**Source material**:
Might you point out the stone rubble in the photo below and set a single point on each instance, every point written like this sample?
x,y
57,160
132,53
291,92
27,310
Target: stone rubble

**The request**: Turn the records above into a Markdown table with the columns "No." and "Line", one numbered row per line and any blank lines left out.

**Task output**:
| No. | Line |
|---|---|
| 1 | Might you point out the stone rubble in the photo below and set a single point on each instance, every point written like this sample? |
| 2 | x,y |
| 3 | 57,160 |
| 4 | 132,53 |
| 5 | 291,92 |
| 6 | 27,310 |
| 7 | Target: stone rubble |